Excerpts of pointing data
## BEGIN

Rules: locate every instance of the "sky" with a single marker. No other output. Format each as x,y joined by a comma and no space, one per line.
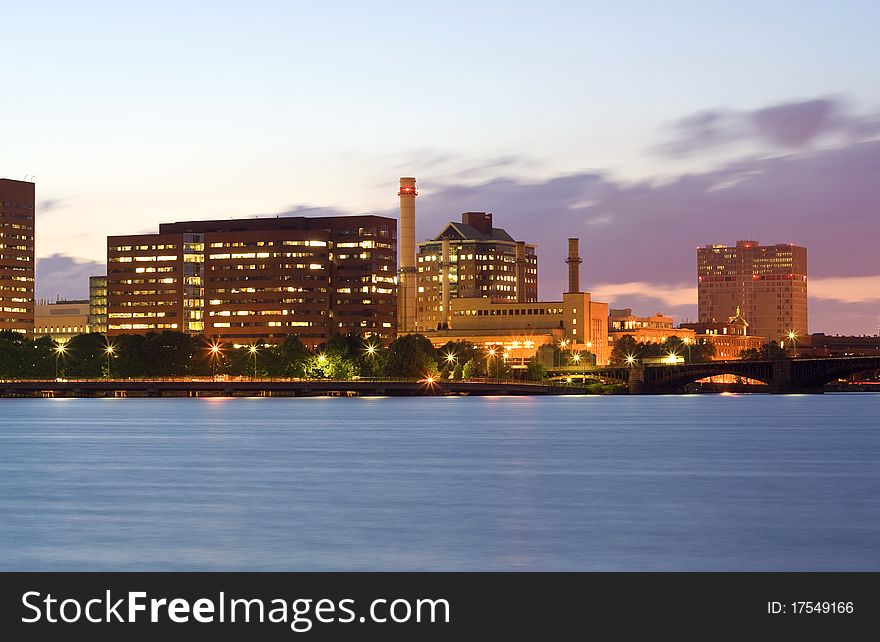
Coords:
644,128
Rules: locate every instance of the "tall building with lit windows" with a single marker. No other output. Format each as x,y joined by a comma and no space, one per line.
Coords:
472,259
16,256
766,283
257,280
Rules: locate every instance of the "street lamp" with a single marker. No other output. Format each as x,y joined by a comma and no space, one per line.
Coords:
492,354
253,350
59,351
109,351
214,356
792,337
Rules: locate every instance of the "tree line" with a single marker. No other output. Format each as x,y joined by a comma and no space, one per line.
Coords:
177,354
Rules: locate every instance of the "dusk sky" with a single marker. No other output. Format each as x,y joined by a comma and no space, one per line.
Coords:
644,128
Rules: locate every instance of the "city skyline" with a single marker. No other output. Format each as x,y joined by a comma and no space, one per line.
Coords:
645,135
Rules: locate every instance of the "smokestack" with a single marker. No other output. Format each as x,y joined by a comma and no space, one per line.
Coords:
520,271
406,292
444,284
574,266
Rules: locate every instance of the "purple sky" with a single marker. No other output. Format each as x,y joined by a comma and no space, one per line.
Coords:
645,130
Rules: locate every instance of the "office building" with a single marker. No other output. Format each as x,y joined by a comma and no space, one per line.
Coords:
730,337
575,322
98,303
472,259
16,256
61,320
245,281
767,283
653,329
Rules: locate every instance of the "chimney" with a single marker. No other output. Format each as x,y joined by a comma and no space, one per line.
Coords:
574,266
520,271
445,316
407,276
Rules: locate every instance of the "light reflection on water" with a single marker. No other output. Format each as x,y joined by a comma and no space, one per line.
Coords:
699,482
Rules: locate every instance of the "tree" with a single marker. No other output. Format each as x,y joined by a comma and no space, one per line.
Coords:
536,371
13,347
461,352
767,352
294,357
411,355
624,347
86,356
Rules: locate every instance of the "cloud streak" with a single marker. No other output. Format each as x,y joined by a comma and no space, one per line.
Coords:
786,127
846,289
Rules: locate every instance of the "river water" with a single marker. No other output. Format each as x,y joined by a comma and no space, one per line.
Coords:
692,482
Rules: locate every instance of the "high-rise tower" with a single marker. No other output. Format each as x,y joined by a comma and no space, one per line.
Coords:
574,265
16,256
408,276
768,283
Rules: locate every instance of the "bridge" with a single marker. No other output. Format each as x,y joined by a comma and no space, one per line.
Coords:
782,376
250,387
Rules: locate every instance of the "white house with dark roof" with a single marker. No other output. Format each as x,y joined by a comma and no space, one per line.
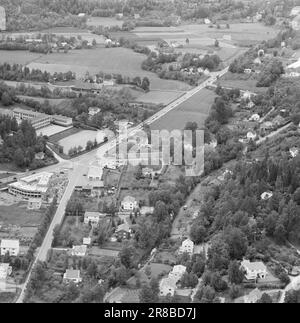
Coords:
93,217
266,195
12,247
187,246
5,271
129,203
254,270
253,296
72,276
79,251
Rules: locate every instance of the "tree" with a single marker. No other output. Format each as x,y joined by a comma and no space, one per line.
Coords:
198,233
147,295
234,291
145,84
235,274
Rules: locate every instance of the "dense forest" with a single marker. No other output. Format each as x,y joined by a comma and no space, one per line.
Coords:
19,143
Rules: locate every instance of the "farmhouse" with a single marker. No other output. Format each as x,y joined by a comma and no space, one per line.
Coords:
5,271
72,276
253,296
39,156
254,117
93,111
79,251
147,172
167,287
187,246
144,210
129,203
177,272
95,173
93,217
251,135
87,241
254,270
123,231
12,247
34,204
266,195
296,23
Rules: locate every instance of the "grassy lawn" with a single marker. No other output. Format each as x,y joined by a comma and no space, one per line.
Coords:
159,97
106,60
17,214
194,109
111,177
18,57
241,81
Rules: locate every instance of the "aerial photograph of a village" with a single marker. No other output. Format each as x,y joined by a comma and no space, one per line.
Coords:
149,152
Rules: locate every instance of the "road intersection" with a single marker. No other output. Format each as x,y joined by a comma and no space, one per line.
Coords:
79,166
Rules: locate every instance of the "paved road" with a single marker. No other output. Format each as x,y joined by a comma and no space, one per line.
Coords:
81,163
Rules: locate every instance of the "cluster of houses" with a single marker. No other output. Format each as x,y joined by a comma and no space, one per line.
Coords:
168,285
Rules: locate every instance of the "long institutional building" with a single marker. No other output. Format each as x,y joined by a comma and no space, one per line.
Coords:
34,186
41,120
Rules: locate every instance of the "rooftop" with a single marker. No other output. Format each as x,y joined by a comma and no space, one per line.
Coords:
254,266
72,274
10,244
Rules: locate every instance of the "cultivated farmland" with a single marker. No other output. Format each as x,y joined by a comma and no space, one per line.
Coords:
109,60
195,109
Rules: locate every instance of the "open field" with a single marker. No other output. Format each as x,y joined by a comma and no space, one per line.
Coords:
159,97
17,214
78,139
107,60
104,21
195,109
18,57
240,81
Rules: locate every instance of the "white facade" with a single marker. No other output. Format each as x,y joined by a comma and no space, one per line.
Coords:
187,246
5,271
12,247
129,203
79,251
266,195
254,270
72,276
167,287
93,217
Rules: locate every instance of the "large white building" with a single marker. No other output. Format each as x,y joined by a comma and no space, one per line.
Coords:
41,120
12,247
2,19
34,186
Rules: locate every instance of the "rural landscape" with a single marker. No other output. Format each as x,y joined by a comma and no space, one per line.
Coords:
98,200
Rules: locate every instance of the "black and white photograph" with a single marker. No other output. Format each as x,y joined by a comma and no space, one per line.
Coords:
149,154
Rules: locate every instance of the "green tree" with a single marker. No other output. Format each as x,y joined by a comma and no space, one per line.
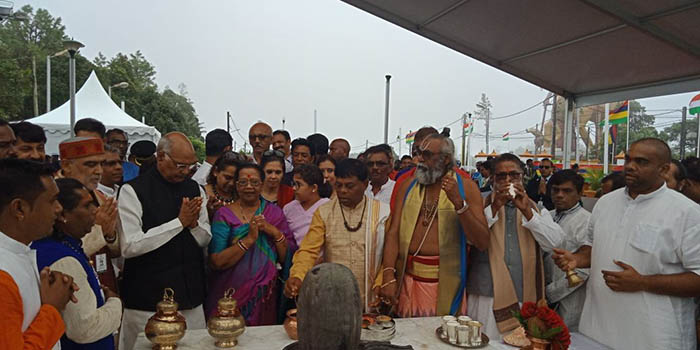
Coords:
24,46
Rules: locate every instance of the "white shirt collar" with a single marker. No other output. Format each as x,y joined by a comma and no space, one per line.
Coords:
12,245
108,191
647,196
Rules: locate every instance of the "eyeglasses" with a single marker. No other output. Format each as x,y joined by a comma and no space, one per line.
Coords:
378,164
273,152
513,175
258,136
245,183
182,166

## END

[Short problem]:
Omit the pictures and give the material again, exactly and in full.

[Solution]:
Rules: locate every instance of the "sky" with a single marker. No other output. Format each as x,y joined by a comma and no space, one per line.
Coords:
644,128
Rules: locate every instance of the "tall building with lit windows" with a single marker. No other output. Format each as x,y joined by a comma and no space, one per line.
Coords:
472,259
16,256
766,283
257,280
Rules: locate every instance of the "street lamp" with a single marker. No other output. Format each as x,y joined by a comma and no space, one per line.
Coords:
492,354
253,350
59,351
109,351
214,356
792,337
Rules: locate every instance of the "tree line" with a single marker. No other output. Format each as x,y joined by a comma and no space, one per line.
Coords:
177,354
Rules: locate every instance of the "dusk sky" with a single marker. No other output. Format each as x,y joined by a comma and no space, one per line.
Coords:
644,128
Rules: locate every instance of the "city skyline" with a single marker. No other output. Format each as x,y joined by a comma and no space, one per line.
Coords:
645,135
Rules: locate every instance of the "smokestack" with a single marker. No other output. Format each as x,y joined by a comma and no space, one per line.
Coords:
520,271
406,292
444,284
574,266
Rules: locate every instance of the "purple sky" with a single marker. No other output. Format each as x,y joined by a comma and no space, one per line.
Coords:
645,130
Rules: locate every instance of the "office building" with a single marker. No other output. Format each as x,y joined by a comma and no space, one per line.
Coords:
730,337
575,322
98,303
472,259
16,256
61,320
245,281
767,283
653,329
Rules: locate every instance of the "chimney" with a single marker. No other output. Format each as x,y joined by a comma and no space, one per line.
Coords:
574,266
520,271
445,316
407,276
Rules: locate every instance of the "light reflection on water" with a single marker. No other output. Format each as x,y joined by a comma and no space, one per line.
Coords:
699,482
Rules: locate every instance of the "tree" with a single marker. No other output. Format each as x,y joined by a comma and no space, one per line.
Coords:
536,371
13,347
461,352
767,352
294,357
411,355
624,347
86,356
Rules: locate every instance of the "cloud streak" with a single marker. No other output. Format each as x,y joined by a comma and no space, one per line.
Coords:
786,127
846,289
Rules: locate every instance of the "river water" with a single marker. No other output. Format each as x,y joined by a comma and no space, one per line.
Coords:
692,482
Rules: locate every instance of the "high-rise tower" with a single marker. No other output. Format each as x,y joined by a comma and no space, one per line.
Coords:
574,265
16,256
408,276
768,283
Rules: locate every instance of the "bridge" with a single marker. No other output. Format each as x,y joined by a comma and no space, one per line.
Coords:
782,376
250,387
Rules: locate every instance of the "white house with dark roof" with a single marker. No other output. Format each as x,y joined by a comma and no space, one per line.
Coords:
93,217
266,195
12,247
187,246
5,271
129,203
254,270
253,296
72,276
79,251
Rules: locate every instance of the "tree" with a single marker. No other output. Format each as x,y joined by a comma and no space, one per line.
Coords:
198,233
147,295
234,291
145,84
235,274
Rules: locate every instance of the "dense forest" with a single marker. No other output. Format each as x,y joined by a comma and no space, one per line.
Coords:
19,143
Rules: locate every instance of the "farmhouse" with a single marker. No other output. Format each as x,y joined by a comma and no space, one per line.
Coords:
5,271
72,276
253,296
39,156
254,117
93,111
79,251
147,172
167,287
187,246
144,210
129,203
177,272
95,173
93,217
251,135
87,241
254,270
123,231
12,247
34,204
266,195
296,23
Rules: locate every instance of the "grassy lawn" with a single marker. No other output. Format each as x,y joined by a comma and no space, one per line.
Coords:
159,97
106,60
17,214
194,109
111,177
18,57
241,81
Rules: locate every instance of the "aerial photograph of a village" with a single marker. No other output. Format each as x,y joined by a comma and no space, one per line.
Coords:
149,152
Rules: locate every instance of the "road intersection" with a single marker. No other output. Format each as x,y joined by a comma and no space, one per line.
Coords:
79,166
Rules: locate every instance of the "paved road" with a single marker. No other output. Format each as x,y joined by a comma and no space, one per line.
Coords:
81,163
Rules: locate every instance of the "cluster of houses" with a single marker. No other output. Format each as x,y joined by a comma and no space, one per line.
Coords:
168,285
Rules: locate every instance of the "long institutional building" with a single marker. No other output. Format each as x,y joined by a comma and no space, one per line.
Coords:
34,186
41,120
Rules: locate every instance of the "rooftop" with a single marker. No other output. Format each as x,y joined by a comma and no space, one per line.
Coords:
254,266
72,274
10,244
Rules: locate every instance of the "cultivated farmland" with a single marker. No other output. Format each as x,y joined by a comma and no space, one per line.
Coords:
109,60
195,109
Rules: locate every instance of the "open field" with a single marker. No other output. Format each as x,y joined by a comma and no space, one per line.
Coords:
159,97
17,214
78,139
107,60
104,21
195,109
18,57
240,81
Rules: locate every instance of the "white facade" with a single marker. No other output. Format each as x,y joined by a comma and no space, one per line.
Coords:
187,246
5,271
12,247
129,203
79,251
266,195
254,270
72,276
167,287
93,217
Rules: locate every instance of the "large white building" with a single marker. No other output. Format each as x,y joined by a comma and no space, one per line.
Coords:
41,120
12,247
2,19
34,186
Rules: locate every instance of the "rural landscape" with a single marker. No other output. Format each as x,y joined by a comma and no space, one per line.
Coords:
98,200
Rules: locate every instance of the "black and white photograph" with a single marker. No other output. Format each as x,y joined by a comma and no space, one per line.
Coords:
149,154
Rules: locate every instance of the "green tree" with a single marker. No other output. Format each as x,y joined by a comma and no space, one per line.
Coords:
24,46
Rules: locate every instance of the "white shirt collar" with a single marker. No other output. Format each as x,y joined by a comma and no space, one per line.
Coords:
12,245
108,191
647,196
Rules: locate every instance of the "eyeglasses" with a single marker. No other output. Format each as x,y joined by a comma and no space, one per line.
Coords:
378,164
273,152
513,175
258,136
245,183
182,166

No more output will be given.